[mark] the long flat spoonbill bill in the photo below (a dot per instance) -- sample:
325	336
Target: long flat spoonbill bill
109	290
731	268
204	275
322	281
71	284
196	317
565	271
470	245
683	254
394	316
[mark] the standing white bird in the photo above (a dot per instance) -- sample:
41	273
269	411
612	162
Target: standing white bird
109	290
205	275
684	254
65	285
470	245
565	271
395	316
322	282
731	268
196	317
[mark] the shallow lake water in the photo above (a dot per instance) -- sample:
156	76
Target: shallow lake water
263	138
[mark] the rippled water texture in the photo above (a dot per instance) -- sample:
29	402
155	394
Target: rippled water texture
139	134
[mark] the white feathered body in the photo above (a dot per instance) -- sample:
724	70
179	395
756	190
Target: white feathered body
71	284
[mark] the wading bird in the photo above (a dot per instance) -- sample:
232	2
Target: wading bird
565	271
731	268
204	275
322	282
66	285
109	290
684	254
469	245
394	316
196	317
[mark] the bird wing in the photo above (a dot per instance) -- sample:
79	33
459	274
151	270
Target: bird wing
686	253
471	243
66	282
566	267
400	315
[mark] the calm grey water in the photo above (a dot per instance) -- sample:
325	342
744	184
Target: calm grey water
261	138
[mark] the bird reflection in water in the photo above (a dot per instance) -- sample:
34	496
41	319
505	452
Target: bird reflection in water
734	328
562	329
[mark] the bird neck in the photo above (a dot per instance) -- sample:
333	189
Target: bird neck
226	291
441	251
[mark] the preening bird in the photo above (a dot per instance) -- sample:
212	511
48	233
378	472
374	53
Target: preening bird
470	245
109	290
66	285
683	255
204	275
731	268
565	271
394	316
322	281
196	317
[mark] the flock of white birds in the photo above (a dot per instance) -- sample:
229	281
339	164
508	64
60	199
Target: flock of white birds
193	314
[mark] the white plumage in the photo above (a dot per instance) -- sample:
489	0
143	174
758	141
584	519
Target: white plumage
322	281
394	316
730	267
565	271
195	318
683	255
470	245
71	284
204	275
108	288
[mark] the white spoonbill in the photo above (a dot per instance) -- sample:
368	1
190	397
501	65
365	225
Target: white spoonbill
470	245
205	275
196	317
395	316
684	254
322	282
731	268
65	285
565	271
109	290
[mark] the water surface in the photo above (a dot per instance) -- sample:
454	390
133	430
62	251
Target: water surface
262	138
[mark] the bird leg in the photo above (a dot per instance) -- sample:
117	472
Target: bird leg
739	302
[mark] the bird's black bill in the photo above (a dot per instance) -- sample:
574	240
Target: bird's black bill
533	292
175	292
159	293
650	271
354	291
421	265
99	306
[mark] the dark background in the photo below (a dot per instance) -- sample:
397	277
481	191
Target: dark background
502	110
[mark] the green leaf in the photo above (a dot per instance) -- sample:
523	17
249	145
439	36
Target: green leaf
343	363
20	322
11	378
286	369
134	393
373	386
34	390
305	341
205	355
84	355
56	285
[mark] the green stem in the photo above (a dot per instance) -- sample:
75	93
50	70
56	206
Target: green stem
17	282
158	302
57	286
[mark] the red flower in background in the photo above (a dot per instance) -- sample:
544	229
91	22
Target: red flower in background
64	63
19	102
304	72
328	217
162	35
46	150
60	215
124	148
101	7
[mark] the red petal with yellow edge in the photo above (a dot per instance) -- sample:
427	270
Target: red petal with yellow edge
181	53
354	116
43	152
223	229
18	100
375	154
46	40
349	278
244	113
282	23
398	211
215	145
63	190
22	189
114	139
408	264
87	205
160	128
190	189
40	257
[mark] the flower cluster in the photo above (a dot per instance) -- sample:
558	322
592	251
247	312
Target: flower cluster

★ ★ ★ ★

- Task
Copy out the stretch of the records above from the line containing "[mark] the bird's" through the end, keeping every request line. Shift each point coordinate in the answers up by 138, and leave the numbers inside the requests and their samples as they are.

- Finished exercise
[mark] the bird's black bill in the photo above (a dot per instance) -- sample:
574	240
Target: bird's black bill
671	430
313	430
297	431
788	409
492	429
559	403
237	444
[mark] the dark background in the photo below (a dot per instance) -- sample:
397	277
481	191
Target: dark background
640	248
[mark] the green leaf in the photo above (a dot per instance) -- sample:
523	17
249	145
439	36
Target: green leaf
481	501
158	460
149	516
424	507
272	531
511	524
172	528
443	479
343	493
222	493
194	423
[mark] the green stem in the photo above (a dot per instance) -- sample:
75	93
50	70
56	206
Target: green stem
155	420
296	440
195	424
[mark] the red flower in background in the photo above (a dot per instance) -- sample:
544	229
91	22
Target: red flower in background
202	201
157	240
442	210
466	355
300	173
184	288
198	353
262	286
239	145
[mark] the red petal with yellow edge in the photo above (a dot per instance) -- sample:
427	270
Target: red petal with yellow edge
319	191
492	254
181	290
361	367
156	238
513	292
184	178
487	416
382	251
420	161
536	349
353	283
201	328
160	327
252	277
546	402
225	343
298	266
328	327
178	395
[mark] the flower cluster in the photo above (a dot per instance) -- sample:
558	322
592	251
247	312
Target: flower cluster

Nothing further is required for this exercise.